DATA SUPPLIED |
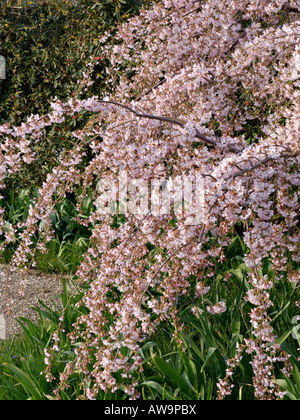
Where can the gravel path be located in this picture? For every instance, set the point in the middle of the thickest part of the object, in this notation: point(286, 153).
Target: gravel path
point(14, 304)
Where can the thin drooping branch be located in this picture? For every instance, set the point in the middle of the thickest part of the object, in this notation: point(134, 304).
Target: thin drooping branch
point(174, 121)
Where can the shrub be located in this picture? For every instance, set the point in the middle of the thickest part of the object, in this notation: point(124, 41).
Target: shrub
point(185, 82)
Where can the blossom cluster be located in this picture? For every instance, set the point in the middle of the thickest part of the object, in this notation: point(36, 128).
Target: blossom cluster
point(200, 72)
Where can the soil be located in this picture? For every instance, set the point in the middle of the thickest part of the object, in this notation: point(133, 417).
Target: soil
point(17, 301)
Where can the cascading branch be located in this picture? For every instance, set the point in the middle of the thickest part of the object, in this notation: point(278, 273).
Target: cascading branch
point(197, 74)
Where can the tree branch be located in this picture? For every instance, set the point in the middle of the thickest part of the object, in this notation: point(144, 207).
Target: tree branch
point(174, 121)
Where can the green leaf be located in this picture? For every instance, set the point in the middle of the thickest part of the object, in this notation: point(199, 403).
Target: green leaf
point(170, 372)
point(26, 381)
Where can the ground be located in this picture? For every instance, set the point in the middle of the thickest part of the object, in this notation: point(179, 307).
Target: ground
point(15, 302)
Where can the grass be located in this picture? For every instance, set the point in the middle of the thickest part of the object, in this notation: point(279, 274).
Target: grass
point(176, 366)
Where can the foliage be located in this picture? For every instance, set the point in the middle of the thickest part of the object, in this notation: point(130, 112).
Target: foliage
point(47, 46)
point(185, 83)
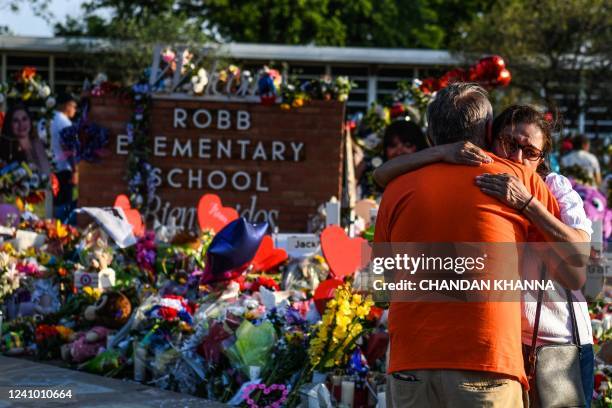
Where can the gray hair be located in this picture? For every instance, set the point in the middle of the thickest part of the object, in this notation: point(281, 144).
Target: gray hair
point(459, 112)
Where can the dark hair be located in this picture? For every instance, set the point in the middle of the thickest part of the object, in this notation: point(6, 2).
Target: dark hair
point(515, 115)
point(408, 133)
point(64, 98)
point(9, 145)
point(459, 112)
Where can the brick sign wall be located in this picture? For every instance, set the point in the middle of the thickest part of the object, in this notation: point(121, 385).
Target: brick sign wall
point(269, 164)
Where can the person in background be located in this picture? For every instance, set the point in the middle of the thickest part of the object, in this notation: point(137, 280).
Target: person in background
point(400, 137)
point(18, 142)
point(584, 159)
point(64, 202)
point(403, 137)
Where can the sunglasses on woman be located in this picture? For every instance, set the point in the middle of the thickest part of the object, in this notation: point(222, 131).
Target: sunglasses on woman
point(510, 146)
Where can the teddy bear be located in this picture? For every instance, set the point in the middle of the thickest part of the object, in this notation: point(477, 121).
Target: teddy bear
point(112, 310)
point(85, 345)
point(96, 256)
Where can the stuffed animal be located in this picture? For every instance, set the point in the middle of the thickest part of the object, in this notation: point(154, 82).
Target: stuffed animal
point(112, 310)
point(96, 256)
point(85, 345)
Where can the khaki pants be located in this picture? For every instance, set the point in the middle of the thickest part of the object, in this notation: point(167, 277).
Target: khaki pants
point(453, 389)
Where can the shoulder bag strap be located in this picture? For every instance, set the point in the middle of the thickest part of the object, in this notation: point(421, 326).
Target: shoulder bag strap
point(570, 305)
point(536, 326)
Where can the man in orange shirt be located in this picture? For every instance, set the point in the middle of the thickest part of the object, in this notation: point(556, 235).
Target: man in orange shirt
point(456, 354)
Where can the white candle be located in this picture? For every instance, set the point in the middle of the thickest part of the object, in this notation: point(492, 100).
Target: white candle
point(140, 363)
point(348, 392)
point(382, 400)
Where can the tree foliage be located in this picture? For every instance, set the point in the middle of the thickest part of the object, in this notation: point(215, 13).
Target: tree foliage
point(131, 32)
point(378, 23)
point(551, 47)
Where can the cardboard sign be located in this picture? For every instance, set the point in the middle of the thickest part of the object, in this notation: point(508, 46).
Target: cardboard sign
point(298, 245)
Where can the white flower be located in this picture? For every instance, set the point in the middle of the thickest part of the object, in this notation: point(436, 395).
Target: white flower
point(251, 304)
point(44, 91)
point(100, 78)
point(199, 81)
point(597, 328)
point(607, 323)
point(372, 140)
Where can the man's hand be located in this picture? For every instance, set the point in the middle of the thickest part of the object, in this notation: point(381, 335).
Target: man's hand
point(464, 153)
point(506, 188)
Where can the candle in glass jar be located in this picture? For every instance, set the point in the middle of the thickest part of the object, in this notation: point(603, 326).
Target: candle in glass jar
point(348, 392)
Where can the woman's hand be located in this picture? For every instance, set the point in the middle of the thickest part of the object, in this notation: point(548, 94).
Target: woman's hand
point(506, 188)
point(464, 153)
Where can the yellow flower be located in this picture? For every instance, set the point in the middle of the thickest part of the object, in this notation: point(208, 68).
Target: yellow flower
point(92, 292)
point(8, 248)
point(65, 332)
point(62, 230)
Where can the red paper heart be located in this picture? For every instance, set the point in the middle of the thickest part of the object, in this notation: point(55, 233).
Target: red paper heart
point(212, 215)
point(343, 254)
point(267, 257)
point(133, 215)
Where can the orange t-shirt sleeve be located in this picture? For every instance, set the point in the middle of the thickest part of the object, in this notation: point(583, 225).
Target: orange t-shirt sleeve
point(381, 227)
point(543, 194)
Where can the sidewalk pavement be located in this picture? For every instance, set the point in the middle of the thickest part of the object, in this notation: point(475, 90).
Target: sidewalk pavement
point(88, 390)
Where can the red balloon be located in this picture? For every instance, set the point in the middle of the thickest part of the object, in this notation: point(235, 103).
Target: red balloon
point(397, 110)
point(429, 85)
point(324, 292)
point(504, 77)
point(452, 76)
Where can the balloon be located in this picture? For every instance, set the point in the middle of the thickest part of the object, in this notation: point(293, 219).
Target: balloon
point(343, 254)
point(504, 77)
point(232, 248)
point(9, 215)
point(268, 257)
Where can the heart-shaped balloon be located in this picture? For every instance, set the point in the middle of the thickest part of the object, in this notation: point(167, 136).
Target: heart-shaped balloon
point(133, 215)
point(267, 257)
point(344, 255)
point(212, 215)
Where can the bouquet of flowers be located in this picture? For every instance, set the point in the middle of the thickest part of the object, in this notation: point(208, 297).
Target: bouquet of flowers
point(23, 181)
point(9, 275)
point(28, 85)
point(333, 339)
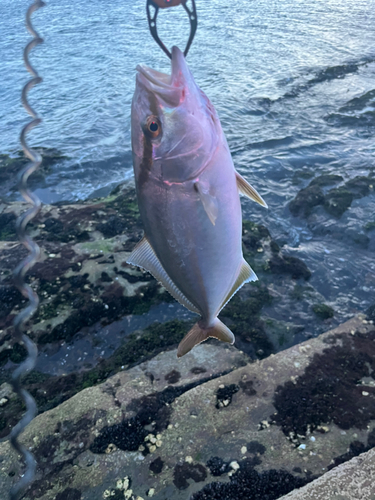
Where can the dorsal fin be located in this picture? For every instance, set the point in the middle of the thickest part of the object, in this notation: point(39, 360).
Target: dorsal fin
point(246, 189)
point(245, 275)
point(144, 256)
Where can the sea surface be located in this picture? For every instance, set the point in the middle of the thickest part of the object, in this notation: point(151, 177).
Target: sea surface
point(280, 74)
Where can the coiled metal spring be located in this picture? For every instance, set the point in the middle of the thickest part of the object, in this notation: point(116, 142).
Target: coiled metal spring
point(24, 267)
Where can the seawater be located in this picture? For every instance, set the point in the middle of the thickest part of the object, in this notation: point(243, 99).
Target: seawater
point(280, 74)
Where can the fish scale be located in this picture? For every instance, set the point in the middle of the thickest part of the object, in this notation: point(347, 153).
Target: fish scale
point(188, 197)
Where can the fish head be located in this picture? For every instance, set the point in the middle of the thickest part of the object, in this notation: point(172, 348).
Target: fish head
point(175, 128)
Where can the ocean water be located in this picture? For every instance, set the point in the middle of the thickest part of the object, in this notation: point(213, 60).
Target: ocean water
point(282, 76)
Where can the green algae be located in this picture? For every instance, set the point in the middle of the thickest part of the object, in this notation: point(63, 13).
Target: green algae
point(323, 311)
point(247, 326)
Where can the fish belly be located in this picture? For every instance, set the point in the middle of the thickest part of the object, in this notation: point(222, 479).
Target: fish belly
point(203, 259)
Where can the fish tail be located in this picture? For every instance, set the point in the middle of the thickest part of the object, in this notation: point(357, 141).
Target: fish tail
point(199, 333)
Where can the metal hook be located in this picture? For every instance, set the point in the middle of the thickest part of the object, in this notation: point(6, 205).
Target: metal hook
point(152, 24)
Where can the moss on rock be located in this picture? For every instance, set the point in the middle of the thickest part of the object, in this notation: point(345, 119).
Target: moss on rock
point(323, 311)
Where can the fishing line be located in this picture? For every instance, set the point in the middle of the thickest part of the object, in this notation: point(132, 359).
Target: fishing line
point(21, 270)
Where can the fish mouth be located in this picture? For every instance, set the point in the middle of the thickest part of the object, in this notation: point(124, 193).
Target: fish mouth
point(168, 87)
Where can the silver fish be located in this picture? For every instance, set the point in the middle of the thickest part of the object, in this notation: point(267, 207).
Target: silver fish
point(188, 196)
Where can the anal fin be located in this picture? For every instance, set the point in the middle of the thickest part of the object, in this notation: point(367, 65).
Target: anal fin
point(245, 275)
point(144, 256)
point(199, 333)
point(247, 189)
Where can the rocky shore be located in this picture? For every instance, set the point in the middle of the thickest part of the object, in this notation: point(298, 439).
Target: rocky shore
point(224, 422)
point(214, 425)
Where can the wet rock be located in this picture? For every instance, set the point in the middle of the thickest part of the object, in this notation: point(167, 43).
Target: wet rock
point(323, 311)
point(320, 385)
point(350, 481)
point(286, 264)
point(336, 201)
point(337, 373)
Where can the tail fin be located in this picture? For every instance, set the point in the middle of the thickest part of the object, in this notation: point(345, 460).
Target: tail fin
point(199, 333)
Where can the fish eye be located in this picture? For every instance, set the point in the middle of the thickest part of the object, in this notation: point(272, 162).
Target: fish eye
point(152, 127)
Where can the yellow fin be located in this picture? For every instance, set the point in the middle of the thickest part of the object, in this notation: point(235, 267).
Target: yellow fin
point(200, 333)
point(246, 189)
point(245, 275)
point(144, 256)
point(209, 202)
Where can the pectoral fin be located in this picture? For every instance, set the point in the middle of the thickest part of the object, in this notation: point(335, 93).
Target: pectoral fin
point(246, 189)
point(200, 333)
point(144, 256)
point(209, 202)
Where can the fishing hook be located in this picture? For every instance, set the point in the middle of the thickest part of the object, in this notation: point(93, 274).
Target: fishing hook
point(25, 266)
point(192, 13)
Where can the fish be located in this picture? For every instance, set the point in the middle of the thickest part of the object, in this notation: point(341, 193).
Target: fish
point(188, 197)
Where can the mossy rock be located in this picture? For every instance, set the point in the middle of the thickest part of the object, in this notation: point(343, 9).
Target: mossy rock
point(50, 391)
point(326, 180)
point(337, 201)
point(323, 311)
point(286, 264)
point(370, 226)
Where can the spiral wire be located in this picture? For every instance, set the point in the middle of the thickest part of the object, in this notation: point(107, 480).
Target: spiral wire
point(21, 270)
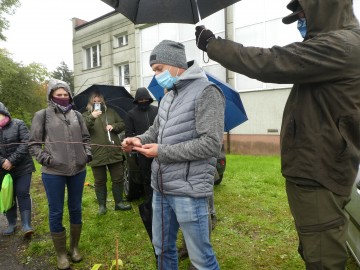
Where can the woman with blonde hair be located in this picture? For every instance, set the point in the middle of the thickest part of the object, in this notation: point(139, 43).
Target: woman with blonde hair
point(59, 141)
point(104, 125)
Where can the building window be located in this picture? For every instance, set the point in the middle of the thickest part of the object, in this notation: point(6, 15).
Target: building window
point(93, 56)
point(122, 40)
point(124, 75)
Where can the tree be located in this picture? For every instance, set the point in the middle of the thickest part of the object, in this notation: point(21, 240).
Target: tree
point(6, 7)
point(63, 73)
point(22, 88)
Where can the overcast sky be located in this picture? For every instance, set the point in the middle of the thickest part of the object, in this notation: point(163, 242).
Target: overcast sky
point(41, 30)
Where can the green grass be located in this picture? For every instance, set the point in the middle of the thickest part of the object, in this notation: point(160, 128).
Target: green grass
point(255, 229)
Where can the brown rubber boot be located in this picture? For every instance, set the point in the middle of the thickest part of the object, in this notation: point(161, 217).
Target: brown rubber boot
point(75, 232)
point(59, 240)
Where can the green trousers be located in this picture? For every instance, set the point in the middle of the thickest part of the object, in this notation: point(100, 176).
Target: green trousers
point(321, 223)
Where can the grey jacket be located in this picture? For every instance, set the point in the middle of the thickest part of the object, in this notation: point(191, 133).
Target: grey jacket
point(59, 141)
point(320, 134)
point(189, 130)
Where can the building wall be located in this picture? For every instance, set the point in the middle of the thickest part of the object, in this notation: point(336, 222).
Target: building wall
point(103, 31)
point(264, 103)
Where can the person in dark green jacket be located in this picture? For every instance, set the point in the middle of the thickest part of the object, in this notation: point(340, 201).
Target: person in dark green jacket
point(320, 133)
point(104, 125)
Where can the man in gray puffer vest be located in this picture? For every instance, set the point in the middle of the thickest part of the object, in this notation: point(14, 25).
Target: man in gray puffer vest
point(184, 141)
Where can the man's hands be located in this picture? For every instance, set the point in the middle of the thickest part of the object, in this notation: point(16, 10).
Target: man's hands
point(203, 36)
point(148, 150)
point(134, 144)
point(129, 143)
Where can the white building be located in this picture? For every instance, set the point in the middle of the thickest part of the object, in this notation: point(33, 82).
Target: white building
point(112, 50)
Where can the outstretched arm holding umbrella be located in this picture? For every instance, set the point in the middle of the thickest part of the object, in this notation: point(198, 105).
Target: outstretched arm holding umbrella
point(318, 121)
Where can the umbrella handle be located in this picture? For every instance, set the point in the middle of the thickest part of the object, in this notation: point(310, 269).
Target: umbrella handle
point(109, 137)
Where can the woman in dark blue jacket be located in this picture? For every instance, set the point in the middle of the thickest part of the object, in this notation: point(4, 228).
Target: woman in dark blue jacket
point(16, 160)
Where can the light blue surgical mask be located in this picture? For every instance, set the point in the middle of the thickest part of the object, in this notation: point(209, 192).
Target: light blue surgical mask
point(302, 27)
point(165, 80)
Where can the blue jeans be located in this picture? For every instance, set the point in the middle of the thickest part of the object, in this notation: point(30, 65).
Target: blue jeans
point(22, 191)
point(191, 214)
point(55, 193)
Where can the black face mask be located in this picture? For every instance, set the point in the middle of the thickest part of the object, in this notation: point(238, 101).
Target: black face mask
point(143, 106)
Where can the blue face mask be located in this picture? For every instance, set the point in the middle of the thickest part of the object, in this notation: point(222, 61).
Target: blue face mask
point(302, 27)
point(165, 80)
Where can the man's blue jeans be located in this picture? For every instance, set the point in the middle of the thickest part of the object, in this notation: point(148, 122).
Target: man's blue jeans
point(191, 214)
point(55, 192)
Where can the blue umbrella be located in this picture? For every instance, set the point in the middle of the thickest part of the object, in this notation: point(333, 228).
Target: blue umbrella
point(234, 110)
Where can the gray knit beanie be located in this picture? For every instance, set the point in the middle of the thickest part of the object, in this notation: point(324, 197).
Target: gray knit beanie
point(169, 52)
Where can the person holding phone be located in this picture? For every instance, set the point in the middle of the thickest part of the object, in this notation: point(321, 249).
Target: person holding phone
point(104, 125)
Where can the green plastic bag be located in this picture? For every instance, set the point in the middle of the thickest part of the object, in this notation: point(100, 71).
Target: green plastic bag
point(6, 194)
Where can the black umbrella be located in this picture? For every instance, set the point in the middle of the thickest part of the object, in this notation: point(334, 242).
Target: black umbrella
point(168, 11)
point(116, 97)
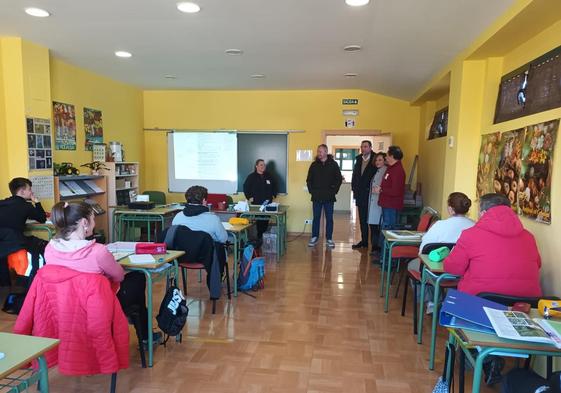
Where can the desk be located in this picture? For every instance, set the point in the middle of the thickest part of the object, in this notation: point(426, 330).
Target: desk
point(156, 270)
point(20, 350)
point(126, 216)
point(239, 233)
point(279, 217)
point(389, 243)
point(432, 272)
point(490, 344)
point(48, 229)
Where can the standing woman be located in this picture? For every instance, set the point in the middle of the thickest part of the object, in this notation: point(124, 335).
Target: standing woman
point(374, 210)
point(259, 187)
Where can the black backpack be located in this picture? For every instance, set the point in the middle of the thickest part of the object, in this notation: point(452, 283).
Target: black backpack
point(173, 312)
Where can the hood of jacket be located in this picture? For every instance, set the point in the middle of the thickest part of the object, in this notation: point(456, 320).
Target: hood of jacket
point(194, 210)
point(501, 220)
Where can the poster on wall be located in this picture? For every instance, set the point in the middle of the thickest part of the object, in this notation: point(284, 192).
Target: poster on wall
point(534, 188)
point(39, 145)
point(93, 126)
point(64, 119)
point(488, 164)
point(510, 164)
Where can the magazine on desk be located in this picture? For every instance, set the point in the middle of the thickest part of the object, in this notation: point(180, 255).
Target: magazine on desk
point(515, 325)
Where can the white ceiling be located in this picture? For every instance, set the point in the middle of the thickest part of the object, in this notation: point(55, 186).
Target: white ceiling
point(297, 44)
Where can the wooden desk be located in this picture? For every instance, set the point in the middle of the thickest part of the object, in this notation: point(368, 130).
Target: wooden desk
point(125, 216)
point(239, 233)
point(389, 243)
point(20, 350)
point(433, 273)
point(491, 344)
point(155, 272)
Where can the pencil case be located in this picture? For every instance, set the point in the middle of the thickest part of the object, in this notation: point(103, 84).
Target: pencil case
point(150, 248)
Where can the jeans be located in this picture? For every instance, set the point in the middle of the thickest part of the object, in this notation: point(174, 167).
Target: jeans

DIRECTIONS | For this exercise, return exactly the lines above from the line with "Target: fish eye" through the line with "Where can the building window", both included. Do not copy the pictures.

SOLUTION TO THIS PROBLEM |
Target: fish eye
point(152, 127)
Where can the yellow fin be located in this picture? For every instance, set the point in the middle of the thickest part of the object, in this notation: point(235, 267).
Target: yellow fin
point(200, 333)
point(246, 189)
point(245, 275)
point(144, 256)
point(209, 202)
Where can the pectoral fin be located in this picture? For every instance, set the point in the middle of the thickest part of the object, in this notation: point(335, 93).
Target: pectoral fin
point(246, 189)
point(200, 333)
point(144, 256)
point(209, 202)
Where can the fishing hook be located in this picture? For every instance, set the point in the middle of the thickest part of the object, in this notation: point(93, 274).
Target: fishing hook
point(25, 266)
point(192, 13)
Where can the fish be located in this picture? For every instance, set the point in the middle of the thickest part of the object, in this notation: point(341, 193).
Target: fish
point(188, 197)
Where can the mossy rock be located in this picture? For every instance, set the point in the middle of the thickest part of the object, in this notation: point(343, 9).
Target: mossy rock
point(50, 391)
point(326, 180)
point(337, 201)
point(323, 311)
point(286, 264)
point(370, 226)
Where can the spiral wire be located in this picture? For every instance, set the point in the middle of the thickest part of the object, in this notation: point(107, 480).
Target: spiral wire
point(21, 270)
Where can the woman with blonde hair be located in this picture? For every instance, set the point in the middle of the thickest part of the object, in this notation: point(139, 43).
Target: woman with blonde hair
point(59, 141)
point(104, 125)
Where can the building window be located in this picture? For every instance, set the point in the middle of the thickest part of the object, in this notation: point(6, 15).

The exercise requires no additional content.